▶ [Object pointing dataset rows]
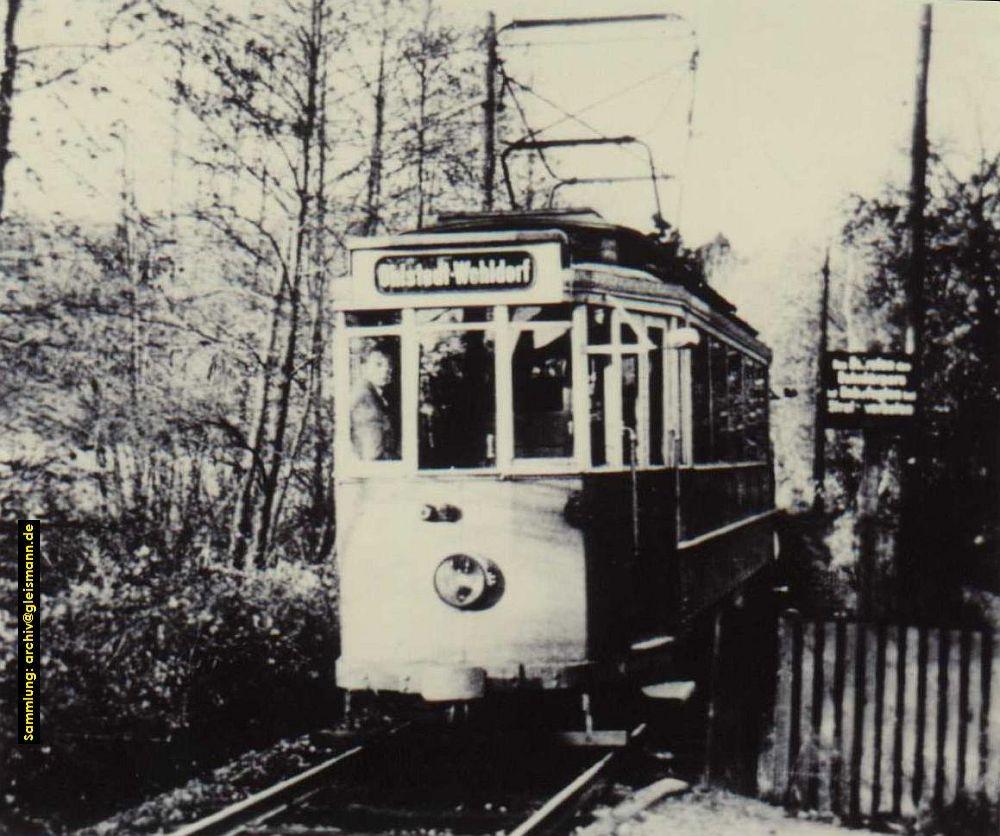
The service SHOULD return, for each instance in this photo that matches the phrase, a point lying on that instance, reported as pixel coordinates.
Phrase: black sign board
(868, 390)
(454, 271)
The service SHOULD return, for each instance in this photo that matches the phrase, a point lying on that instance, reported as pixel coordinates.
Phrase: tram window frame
(629, 334)
(546, 318)
(506, 323)
(410, 327)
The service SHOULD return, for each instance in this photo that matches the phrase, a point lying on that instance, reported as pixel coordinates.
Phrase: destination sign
(454, 272)
(868, 390)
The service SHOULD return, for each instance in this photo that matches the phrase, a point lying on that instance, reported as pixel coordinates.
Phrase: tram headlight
(468, 583)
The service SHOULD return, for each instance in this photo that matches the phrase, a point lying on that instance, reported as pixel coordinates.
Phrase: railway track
(419, 778)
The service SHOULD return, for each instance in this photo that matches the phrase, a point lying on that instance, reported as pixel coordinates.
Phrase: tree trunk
(7, 94)
(373, 208)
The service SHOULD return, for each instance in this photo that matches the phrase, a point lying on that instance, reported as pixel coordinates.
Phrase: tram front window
(375, 398)
(457, 400)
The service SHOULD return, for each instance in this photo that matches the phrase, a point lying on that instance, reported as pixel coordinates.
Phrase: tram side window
(729, 404)
(598, 380)
(722, 436)
(630, 407)
(656, 383)
(701, 403)
(543, 404)
(757, 404)
(457, 424)
(375, 398)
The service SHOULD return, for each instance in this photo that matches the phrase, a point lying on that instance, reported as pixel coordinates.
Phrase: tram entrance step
(679, 690)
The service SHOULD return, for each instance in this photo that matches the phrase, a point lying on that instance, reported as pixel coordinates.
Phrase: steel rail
(261, 806)
(559, 803)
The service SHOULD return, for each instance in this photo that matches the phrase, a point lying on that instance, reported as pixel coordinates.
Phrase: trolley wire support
(537, 23)
(596, 181)
(543, 144)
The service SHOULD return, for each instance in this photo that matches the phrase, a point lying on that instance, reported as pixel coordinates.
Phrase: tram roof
(588, 234)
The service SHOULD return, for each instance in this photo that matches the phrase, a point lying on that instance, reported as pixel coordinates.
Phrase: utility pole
(490, 114)
(912, 439)
(819, 431)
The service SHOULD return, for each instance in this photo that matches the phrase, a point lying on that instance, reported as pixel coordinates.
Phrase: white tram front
(551, 452)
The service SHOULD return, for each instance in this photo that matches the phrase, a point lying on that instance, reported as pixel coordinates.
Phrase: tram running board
(679, 690)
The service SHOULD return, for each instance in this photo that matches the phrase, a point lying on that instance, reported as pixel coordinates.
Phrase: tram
(551, 452)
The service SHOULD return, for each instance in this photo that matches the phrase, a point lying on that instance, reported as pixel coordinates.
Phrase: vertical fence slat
(828, 742)
(991, 716)
(782, 707)
(932, 733)
(869, 732)
(795, 714)
(954, 707)
(875, 719)
(857, 721)
(941, 718)
(911, 733)
(815, 715)
(975, 709)
(962, 732)
(839, 686)
(879, 719)
(899, 654)
(805, 754)
(920, 748)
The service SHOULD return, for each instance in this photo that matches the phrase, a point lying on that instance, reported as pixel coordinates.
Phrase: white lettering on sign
(394, 274)
(868, 389)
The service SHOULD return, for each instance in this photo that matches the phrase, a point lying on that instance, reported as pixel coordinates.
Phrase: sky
(797, 104)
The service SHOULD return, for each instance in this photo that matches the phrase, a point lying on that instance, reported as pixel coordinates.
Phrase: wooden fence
(876, 720)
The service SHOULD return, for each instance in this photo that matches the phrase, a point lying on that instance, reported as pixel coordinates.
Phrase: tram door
(627, 433)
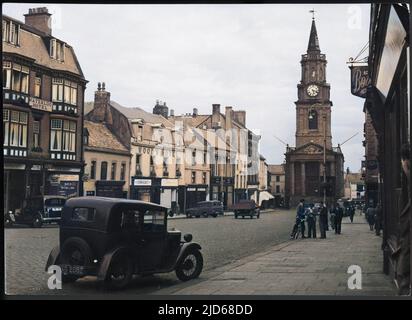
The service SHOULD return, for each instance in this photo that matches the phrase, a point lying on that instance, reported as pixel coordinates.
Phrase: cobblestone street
(302, 267)
(223, 240)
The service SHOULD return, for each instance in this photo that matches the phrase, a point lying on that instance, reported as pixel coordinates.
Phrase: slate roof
(134, 113)
(102, 139)
(33, 45)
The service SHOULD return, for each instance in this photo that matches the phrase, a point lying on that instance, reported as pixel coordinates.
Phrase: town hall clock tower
(314, 168)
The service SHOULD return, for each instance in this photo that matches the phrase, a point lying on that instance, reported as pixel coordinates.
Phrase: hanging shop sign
(142, 182)
(40, 104)
(395, 40)
(359, 80)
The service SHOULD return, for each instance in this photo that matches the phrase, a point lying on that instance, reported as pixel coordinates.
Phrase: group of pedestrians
(308, 214)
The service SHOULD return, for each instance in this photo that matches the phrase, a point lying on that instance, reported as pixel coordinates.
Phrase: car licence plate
(73, 270)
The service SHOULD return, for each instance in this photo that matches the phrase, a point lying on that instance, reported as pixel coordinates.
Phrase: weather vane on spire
(313, 13)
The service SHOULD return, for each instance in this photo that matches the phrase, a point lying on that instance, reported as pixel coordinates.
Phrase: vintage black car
(115, 239)
(206, 208)
(36, 211)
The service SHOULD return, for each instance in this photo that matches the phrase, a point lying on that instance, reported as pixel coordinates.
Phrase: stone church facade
(314, 168)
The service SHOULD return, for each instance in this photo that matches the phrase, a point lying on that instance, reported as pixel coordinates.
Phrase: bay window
(15, 128)
(11, 32)
(57, 90)
(37, 87)
(6, 74)
(63, 135)
(36, 134)
(6, 126)
(20, 78)
(64, 91)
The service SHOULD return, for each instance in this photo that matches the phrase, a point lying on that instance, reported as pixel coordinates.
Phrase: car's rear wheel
(190, 266)
(8, 222)
(120, 272)
(37, 222)
(75, 252)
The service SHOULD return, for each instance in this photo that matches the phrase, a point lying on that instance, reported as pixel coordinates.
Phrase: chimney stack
(101, 108)
(216, 115)
(240, 117)
(228, 116)
(40, 19)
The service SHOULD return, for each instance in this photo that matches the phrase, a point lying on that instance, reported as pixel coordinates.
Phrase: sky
(242, 55)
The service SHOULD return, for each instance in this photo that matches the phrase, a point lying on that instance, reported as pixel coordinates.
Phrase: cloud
(246, 56)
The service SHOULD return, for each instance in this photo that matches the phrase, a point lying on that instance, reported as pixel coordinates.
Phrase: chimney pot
(40, 19)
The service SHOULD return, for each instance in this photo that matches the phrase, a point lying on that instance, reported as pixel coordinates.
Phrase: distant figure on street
(403, 250)
(338, 218)
(300, 219)
(323, 220)
(332, 216)
(378, 220)
(351, 213)
(311, 219)
(370, 217)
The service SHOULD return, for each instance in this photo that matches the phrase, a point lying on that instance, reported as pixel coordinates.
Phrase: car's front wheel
(120, 272)
(8, 222)
(190, 266)
(37, 222)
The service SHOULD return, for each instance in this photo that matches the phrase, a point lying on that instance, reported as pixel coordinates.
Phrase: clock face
(313, 90)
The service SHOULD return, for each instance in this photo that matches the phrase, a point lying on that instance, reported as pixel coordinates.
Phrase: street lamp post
(324, 160)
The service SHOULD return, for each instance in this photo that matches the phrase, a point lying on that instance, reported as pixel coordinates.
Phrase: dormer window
(11, 32)
(57, 50)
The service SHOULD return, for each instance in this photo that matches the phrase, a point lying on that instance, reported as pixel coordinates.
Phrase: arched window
(313, 120)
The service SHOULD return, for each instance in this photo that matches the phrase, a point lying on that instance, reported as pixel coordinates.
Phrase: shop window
(123, 171)
(15, 128)
(57, 50)
(63, 135)
(6, 126)
(103, 171)
(36, 134)
(37, 87)
(11, 32)
(113, 171)
(15, 77)
(93, 170)
(64, 91)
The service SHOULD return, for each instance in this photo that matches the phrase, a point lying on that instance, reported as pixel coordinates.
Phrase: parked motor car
(206, 208)
(115, 239)
(245, 208)
(37, 211)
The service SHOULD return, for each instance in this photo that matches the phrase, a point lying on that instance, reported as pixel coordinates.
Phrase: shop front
(387, 102)
(222, 189)
(110, 189)
(192, 194)
(146, 189)
(240, 194)
(22, 181)
(168, 196)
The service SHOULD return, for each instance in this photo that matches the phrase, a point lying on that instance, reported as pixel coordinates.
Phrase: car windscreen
(154, 220)
(54, 202)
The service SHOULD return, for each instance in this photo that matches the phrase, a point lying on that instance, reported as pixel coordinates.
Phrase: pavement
(301, 267)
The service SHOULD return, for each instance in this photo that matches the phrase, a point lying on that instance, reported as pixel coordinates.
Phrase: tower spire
(313, 38)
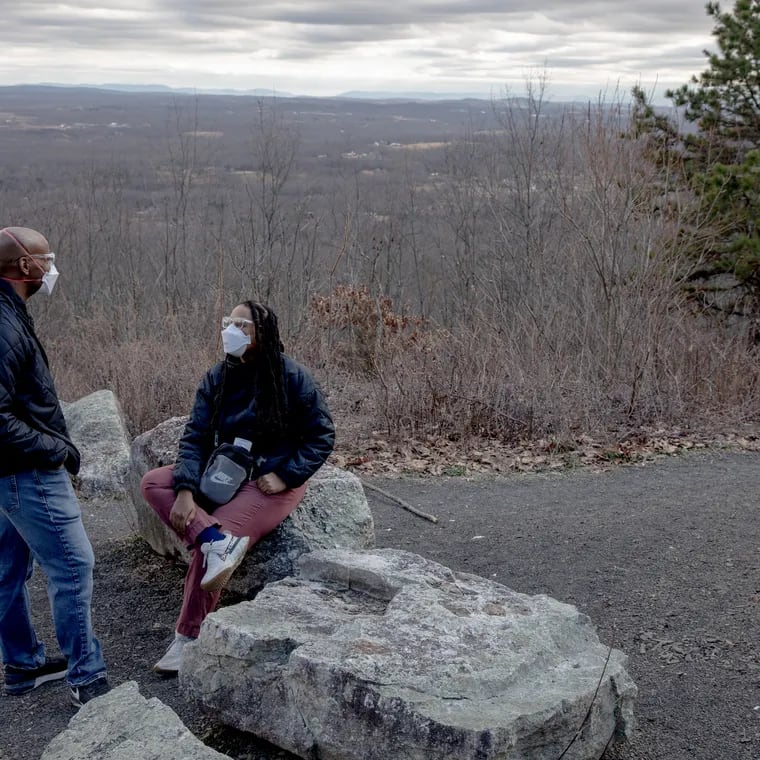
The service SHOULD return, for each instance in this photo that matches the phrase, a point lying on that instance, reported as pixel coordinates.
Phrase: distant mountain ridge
(262, 92)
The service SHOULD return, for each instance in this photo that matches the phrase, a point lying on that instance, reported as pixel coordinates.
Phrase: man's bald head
(20, 241)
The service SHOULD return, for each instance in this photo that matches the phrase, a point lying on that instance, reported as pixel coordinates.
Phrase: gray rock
(96, 426)
(389, 655)
(123, 725)
(333, 513)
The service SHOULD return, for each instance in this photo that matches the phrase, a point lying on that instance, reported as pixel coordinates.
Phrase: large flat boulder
(333, 513)
(123, 724)
(96, 425)
(376, 655)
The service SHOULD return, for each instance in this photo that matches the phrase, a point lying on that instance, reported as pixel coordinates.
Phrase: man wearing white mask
(262, 415)
(40, 518)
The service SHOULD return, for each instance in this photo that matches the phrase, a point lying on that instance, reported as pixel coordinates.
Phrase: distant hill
(117, 87)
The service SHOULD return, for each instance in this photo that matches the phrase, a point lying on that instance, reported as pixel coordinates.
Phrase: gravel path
(663, 558)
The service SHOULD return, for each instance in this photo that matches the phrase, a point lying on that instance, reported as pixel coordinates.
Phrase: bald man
(40, 518)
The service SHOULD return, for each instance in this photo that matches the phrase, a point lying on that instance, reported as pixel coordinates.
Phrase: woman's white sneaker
(168, 665)
(221, 558)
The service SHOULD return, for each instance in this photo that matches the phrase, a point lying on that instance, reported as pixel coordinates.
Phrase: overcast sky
(324, 47)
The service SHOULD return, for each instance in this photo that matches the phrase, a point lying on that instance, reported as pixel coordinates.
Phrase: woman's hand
(183, 512)
(270, 484)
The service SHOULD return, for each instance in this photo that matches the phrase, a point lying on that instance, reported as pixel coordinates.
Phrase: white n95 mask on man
(48, 281)
(235, 341)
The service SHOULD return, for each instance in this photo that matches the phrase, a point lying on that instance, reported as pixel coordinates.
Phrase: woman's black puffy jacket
(295, 455)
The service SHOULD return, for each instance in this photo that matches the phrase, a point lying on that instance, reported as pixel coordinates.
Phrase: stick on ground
(395, 499)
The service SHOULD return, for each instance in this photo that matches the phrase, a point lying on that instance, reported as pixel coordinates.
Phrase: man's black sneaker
(21, 680)
(96, 688)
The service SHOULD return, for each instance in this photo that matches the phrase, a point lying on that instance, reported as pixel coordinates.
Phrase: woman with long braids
(259, 395)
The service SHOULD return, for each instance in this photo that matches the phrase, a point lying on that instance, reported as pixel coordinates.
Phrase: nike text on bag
(227, 469)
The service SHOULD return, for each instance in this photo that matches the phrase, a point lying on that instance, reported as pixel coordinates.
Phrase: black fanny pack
(228, 467)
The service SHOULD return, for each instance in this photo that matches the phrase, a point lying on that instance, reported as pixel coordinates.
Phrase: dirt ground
(663, 558)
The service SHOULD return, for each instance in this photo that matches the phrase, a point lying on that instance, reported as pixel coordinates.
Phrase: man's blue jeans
(40, 519)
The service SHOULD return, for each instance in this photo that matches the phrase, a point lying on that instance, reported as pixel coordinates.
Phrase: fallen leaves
(378, 454)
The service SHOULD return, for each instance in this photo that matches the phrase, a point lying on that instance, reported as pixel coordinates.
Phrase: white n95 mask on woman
(235, 341)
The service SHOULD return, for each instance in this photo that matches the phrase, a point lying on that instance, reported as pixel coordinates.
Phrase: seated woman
(263, 397)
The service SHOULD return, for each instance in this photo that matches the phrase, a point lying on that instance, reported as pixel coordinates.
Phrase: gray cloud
(457, 40)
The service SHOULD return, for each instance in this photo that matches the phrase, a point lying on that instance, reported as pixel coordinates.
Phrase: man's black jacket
(295, 455)
(33, 432)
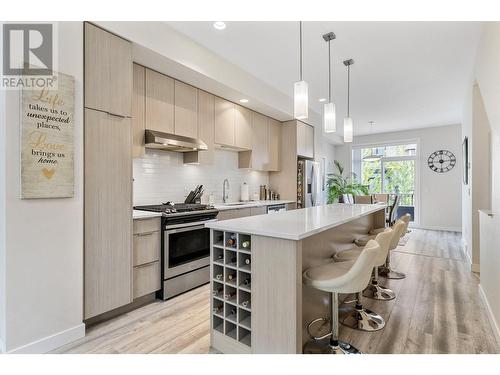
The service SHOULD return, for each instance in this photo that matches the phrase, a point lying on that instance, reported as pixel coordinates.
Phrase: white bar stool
(335, 278)
(358, 317)
(385, 270)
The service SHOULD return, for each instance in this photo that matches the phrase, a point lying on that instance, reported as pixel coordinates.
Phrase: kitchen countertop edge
(229, 225)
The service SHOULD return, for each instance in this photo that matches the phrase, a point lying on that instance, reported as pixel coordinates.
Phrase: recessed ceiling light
(219, 25)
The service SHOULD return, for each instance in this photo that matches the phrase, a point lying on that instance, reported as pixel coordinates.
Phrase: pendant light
(372, 156)
(348, 120)
(300, 89)
(329, 117)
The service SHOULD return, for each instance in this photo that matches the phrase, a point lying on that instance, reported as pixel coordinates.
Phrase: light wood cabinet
(206, 118)
(260, 155)
(273, 145)
(147, 279)
(108, 72)
(224, 122)
(185, 110)
(159, 102)
(242, 127)
(138, 110)
(108, 212)
(146, 256)
(305, 140)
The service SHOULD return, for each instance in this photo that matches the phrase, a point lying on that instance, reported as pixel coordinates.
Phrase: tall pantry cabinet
(108, 171)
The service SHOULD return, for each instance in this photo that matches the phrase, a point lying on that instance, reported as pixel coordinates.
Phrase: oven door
(186, 248)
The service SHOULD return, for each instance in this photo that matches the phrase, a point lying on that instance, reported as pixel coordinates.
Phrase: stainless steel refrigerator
(309, 184)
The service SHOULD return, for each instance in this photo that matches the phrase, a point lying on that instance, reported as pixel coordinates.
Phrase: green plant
(339, 184)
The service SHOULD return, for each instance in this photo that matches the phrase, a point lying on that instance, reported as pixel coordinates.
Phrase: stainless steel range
(185, 245)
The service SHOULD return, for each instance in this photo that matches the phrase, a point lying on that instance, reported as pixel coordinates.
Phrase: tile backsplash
(161, 175)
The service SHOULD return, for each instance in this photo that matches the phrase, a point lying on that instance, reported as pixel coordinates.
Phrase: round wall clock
(442, 161)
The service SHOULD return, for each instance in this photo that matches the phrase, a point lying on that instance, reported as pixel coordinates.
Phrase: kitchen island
(258, 302)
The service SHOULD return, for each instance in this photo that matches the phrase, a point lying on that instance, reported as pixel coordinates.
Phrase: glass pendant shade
(329, 118)
(301, 101)
(348, 130)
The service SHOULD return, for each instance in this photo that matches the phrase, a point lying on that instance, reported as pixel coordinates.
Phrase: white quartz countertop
(297, 224)
(137, 214)
(236, 205)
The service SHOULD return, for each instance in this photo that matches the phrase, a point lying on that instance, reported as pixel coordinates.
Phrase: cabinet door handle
(145, 234)
(116, 115)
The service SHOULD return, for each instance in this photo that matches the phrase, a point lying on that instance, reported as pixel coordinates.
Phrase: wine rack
(231, 287)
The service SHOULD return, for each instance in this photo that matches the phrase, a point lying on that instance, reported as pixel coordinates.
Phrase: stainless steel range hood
(172, 142)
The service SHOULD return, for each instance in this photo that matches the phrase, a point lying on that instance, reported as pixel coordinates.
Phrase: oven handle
(188, 226)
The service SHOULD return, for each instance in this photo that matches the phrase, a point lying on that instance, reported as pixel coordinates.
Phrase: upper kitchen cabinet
(224, 122)
(273, 145)
(185, 110)
(305, 140)
(108, 72)
(260, 154)
(206, 118)
(159, 102)
(138, 111)
(242, 127)
(266, 140)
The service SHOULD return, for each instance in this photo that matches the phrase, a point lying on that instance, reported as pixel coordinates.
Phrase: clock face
(441, 161)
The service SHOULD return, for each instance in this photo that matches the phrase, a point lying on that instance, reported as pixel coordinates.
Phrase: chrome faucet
(225, 191)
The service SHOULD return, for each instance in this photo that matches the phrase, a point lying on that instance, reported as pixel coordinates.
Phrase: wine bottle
(228, 295)
(217, 309)
(231, 241)
(217, 291)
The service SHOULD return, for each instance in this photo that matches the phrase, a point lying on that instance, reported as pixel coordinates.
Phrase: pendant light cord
(300, 49)
(348, 90)
(329, 72)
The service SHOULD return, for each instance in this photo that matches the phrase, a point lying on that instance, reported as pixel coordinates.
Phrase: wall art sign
(47, 140)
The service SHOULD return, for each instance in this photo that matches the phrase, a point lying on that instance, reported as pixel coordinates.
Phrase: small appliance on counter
(194, 196)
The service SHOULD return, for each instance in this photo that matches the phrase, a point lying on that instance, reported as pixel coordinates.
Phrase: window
(389, 169)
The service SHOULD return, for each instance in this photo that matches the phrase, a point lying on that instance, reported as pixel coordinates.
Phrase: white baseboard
(491, 317)
(51, 342)
(474, 267)
(430, 227)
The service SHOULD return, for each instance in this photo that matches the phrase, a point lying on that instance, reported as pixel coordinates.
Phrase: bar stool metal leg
(360, 318)
(388, 273)
(376, 291)
(330, 344)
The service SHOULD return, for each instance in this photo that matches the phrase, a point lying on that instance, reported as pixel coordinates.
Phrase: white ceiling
(406, 75)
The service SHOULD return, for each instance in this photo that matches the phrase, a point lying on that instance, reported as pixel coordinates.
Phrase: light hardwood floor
(437, 310)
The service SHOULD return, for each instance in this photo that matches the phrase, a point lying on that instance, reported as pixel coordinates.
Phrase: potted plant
(339, 184)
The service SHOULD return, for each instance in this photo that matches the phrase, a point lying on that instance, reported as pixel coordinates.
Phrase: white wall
(43, 251)
(487, 74)
(161, 176)
(3, 143)
(439, 195)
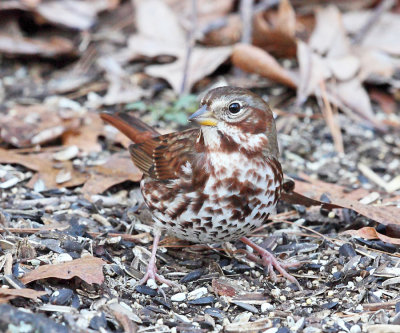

▶ [GOAL]
Identify every line of the data above that contains the word "stool", and copy each one. Case counts.

▶ [FINAL RESULT]
Phrase: white bar stool
Phrase: bar stool metal leg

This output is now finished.